(Trecho fornecido)

Mirelle de França e Zean Bravo, O Globo

Atire a primeira pedra preciosa quem nunca, nem por um minuto, ficou hipnotizado em frente à TV assistindo ao programa "Medalhão persa". Admita: pelo menos uma vez você quase sucumbiu aos apelos daquela mão misteriosa repleta de jóias e por pouco não ligou para comprar um anel. Agora, confesse: quem, numa madrugada insone, nunca sintonizou na coreografia simplória das meninas do colorido "Fantasia", do SBT, ao mesmo tempo em que tentava descobrir onde estava o grande prêmio de mil reais ou em que forno encontrava-se um frango assado cenográfico... Assustado? Esses são apenas dois exemplos da programação da madrugada, o horário menos nobre e mais ingrato da TV aberta, mas que - apesar disso, e por algum mistério inexplicável, já que a qualidade é baixa - cativam fãs notívagos, aficionados por tudo o que é trash.
- Aquele rodízio de jóias é hipnotizante. Para mim, é como um mantra - diverte-se a DJ Leïlah Accioly, que costuma varar madrugadas assistindo ao programa "Medalhão persa", que vende jóias e tapeçaria através de lances dados pelo telefone.
Para Leïlah, o programa tem uma aura de mistério. E uma estética pra lá de estranha:
- A imagem é amarelada, o cenário mais parece o de uma corretora de imóveis, dá para ouvir um pianinho clássico de fundo, os telefones tocando ao longe... - enumera.
O "Medalhão persa" é um ícone das madrugadas há 13 anos. É uma produção independente, transmitida pela Rede Vida, CNT e canais eventuais da NET e da TVA. Gravado em Curitiba, no Paraná, ocupa três estúdios, emprega mais de 100 funcionários e movimenta R$ 4 milhões por mês. Em breve, o "Medalhão", que já ganhou até um genérico, o "1.001 noites", terá um canal 24 horas. Quem conta, orgulhoso, é o iraniano Masoud Jafari, de 50 anos, criador do programa.
- Começamos vendendo tapetes, mas percebemos que as jóias faziam mais sucesso, principalmente entre as mulheres. Vendemos cinco mil peças por mês em média - diz Jafari.

(Dados selecionados)

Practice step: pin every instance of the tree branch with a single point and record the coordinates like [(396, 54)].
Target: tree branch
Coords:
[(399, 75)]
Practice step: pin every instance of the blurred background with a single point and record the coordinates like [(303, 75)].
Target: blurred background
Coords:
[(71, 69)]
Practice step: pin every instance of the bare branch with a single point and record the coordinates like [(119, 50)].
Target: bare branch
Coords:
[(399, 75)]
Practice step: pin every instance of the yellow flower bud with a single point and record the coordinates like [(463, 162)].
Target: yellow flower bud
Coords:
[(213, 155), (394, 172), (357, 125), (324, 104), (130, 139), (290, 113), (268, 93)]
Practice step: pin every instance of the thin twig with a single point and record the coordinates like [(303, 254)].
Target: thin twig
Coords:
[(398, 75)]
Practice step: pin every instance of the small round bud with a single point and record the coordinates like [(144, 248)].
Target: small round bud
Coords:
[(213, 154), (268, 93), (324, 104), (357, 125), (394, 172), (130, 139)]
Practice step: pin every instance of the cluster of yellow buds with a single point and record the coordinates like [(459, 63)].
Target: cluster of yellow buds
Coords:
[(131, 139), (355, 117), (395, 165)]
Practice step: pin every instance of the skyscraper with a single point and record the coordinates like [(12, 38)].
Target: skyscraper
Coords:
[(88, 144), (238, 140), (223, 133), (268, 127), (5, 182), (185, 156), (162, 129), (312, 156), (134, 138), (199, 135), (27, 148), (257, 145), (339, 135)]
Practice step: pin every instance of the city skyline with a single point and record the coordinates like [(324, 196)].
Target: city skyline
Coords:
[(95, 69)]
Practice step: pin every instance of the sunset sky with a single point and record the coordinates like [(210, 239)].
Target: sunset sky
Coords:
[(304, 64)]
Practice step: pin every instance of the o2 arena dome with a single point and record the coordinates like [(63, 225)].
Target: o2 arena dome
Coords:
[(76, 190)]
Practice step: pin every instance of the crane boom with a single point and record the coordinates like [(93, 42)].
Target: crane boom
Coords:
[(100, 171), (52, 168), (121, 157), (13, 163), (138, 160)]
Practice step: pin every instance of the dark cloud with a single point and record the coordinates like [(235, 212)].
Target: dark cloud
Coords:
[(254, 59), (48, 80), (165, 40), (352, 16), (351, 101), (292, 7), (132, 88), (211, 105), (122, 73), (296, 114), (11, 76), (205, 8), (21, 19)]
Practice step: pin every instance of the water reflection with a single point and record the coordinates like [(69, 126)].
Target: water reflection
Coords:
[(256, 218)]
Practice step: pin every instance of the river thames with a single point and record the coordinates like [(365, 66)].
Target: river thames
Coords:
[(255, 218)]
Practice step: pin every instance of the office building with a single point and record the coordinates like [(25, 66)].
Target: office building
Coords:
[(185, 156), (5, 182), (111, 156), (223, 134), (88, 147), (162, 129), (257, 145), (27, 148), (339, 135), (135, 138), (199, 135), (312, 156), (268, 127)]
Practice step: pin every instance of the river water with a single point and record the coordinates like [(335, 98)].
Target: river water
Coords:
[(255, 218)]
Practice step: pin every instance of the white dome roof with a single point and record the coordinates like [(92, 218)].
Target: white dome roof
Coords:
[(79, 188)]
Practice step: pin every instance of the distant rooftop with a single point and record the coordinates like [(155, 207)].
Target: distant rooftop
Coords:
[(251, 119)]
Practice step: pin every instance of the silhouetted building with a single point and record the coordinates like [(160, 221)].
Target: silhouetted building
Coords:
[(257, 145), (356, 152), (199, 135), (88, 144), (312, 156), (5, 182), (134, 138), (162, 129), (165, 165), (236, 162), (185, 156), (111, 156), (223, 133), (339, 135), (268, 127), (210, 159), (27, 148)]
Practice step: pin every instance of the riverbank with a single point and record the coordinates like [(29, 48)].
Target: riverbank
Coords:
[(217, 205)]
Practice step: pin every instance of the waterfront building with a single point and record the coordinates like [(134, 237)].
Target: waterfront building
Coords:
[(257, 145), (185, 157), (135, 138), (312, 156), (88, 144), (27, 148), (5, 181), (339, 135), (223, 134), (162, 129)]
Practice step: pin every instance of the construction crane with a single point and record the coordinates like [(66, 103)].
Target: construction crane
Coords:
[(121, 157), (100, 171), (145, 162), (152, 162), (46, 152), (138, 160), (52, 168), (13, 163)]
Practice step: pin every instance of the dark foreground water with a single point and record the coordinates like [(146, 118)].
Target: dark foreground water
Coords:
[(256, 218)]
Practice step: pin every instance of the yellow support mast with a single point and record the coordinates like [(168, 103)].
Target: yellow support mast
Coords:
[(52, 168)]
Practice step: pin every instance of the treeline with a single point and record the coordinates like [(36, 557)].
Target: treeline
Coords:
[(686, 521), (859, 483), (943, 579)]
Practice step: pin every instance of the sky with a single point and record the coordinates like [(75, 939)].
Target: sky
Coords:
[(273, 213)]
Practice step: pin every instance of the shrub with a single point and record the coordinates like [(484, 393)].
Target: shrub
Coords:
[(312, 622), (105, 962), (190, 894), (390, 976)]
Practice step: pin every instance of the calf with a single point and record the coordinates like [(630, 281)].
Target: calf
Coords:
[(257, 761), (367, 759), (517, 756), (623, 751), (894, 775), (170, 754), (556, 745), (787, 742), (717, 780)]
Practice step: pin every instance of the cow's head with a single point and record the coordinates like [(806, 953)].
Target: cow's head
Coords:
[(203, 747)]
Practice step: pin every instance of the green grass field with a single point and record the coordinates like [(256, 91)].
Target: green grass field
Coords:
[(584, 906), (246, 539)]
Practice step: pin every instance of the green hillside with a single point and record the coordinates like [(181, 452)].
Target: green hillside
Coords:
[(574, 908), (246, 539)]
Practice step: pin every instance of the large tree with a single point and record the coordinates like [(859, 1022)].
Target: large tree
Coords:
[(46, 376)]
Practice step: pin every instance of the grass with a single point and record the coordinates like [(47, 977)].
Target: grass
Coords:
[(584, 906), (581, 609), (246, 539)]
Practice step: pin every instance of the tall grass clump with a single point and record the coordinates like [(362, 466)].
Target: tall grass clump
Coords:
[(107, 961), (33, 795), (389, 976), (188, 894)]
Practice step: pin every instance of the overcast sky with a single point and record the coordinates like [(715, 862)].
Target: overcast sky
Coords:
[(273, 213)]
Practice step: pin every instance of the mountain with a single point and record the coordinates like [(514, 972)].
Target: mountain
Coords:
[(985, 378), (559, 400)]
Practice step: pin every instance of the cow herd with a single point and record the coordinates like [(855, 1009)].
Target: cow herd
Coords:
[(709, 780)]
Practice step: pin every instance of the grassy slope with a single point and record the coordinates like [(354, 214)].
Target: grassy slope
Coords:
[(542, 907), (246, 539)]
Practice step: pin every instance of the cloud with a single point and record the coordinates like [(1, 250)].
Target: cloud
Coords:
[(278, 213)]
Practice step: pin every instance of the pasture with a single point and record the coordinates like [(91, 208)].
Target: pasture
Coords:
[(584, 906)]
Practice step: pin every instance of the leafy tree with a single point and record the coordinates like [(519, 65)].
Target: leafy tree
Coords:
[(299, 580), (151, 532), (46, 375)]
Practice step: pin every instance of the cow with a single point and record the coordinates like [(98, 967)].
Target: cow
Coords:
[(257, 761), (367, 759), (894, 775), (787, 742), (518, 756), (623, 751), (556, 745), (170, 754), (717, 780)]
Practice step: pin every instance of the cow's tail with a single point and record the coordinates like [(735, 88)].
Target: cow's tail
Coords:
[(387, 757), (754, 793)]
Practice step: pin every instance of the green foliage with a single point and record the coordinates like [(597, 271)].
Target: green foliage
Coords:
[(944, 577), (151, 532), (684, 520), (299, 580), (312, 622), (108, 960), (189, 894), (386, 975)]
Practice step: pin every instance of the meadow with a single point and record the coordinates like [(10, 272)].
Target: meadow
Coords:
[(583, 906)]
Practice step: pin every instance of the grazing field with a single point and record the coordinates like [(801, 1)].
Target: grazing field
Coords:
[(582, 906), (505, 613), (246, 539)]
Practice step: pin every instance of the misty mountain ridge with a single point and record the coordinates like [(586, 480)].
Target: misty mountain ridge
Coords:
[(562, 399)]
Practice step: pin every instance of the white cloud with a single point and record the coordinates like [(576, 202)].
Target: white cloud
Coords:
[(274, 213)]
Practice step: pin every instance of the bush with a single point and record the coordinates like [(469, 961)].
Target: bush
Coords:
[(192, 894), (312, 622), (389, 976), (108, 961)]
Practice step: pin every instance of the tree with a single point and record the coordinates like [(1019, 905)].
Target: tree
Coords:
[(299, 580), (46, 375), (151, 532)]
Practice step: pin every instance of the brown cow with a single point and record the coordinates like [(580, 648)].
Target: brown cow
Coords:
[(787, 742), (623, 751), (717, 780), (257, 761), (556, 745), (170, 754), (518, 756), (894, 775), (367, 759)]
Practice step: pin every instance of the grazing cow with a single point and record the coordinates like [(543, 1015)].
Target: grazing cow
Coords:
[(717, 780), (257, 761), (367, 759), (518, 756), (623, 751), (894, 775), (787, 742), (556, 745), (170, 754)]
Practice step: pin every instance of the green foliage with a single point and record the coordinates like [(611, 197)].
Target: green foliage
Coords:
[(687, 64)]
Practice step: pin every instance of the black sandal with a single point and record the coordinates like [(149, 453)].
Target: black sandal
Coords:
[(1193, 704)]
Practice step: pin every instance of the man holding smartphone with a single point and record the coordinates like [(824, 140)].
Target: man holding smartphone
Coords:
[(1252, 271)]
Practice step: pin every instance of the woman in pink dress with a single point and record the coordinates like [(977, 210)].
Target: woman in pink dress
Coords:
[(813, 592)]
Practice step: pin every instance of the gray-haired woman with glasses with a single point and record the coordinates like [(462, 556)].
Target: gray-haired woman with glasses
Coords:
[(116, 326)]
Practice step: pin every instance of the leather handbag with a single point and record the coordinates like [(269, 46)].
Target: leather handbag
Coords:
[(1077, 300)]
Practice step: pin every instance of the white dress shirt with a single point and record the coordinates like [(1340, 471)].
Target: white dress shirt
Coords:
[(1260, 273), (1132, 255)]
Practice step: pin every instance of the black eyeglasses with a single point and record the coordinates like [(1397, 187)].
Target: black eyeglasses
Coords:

(O que fazer)
A - Reescreva o trecho fornecido desde "- Aquele rodízio" até "longe... - enumera.", inclusive, trocando "pianinho" por "violino".
B - Converta as entradas, do início até a linha com "[(398, 75)]", inclusive, em um CSV de duas colunas, "texto" e "resposta". Cada entrada deve ocupar uma linha, com cada valor entre aspas em um único campo e as quebras de linha substituídas por espaços.

(Respostas)
A -
- Aquele rodízio de jóias é hipnotizante. Para mim, é como um mantra - diverte-se a DJ Leïlah Accioly, que costuma varar madrugadas assistindo ao programa "Medalhão persa", que vende jóias e tapeçaria através de lances dados pelo telefone.
Para Leïlah, o programa tem uma aura de mistério. E uma estética pra lá de estranha:
- A imagem é amarelada, o cenário mais parece o de uma corretora de imóveis, dá para ouvir um violino clássico de fundo, os telefones tocando ao longe... - enumera.

B -
texto,resposta
"Practice step: pin every instance of the tree branch with a single point and record the coordinates like [(396, 54)]. Target: tree branch Coords:","[(399, 75)]"
"Practice step: pin every instance of the blurred background with a single point and record the coordinates like [(303, 75)]. Target: blurred background Coords:","[(71, 69)]"
"Practice step: pin every instance of the bare branch with a single point and record the coordinates like [(119, 50)]. Target: bare branch Coords:","[(399, 75)]"
"Practice step: pin every instance of the yellow flower bud with a single point and record the coordinates like [(463, 162)]. Target: yellow flower bud Coords:","[(213, 155), (394, 172), (357, 125), (324, 104), (130, 139), (290, 113), (268, 93)]"
"Practice step: pin every instance of the thin twig with a single point and record the coordinates like [(303, 254)]. Target: thin twig Coords:","[(398, 75)]"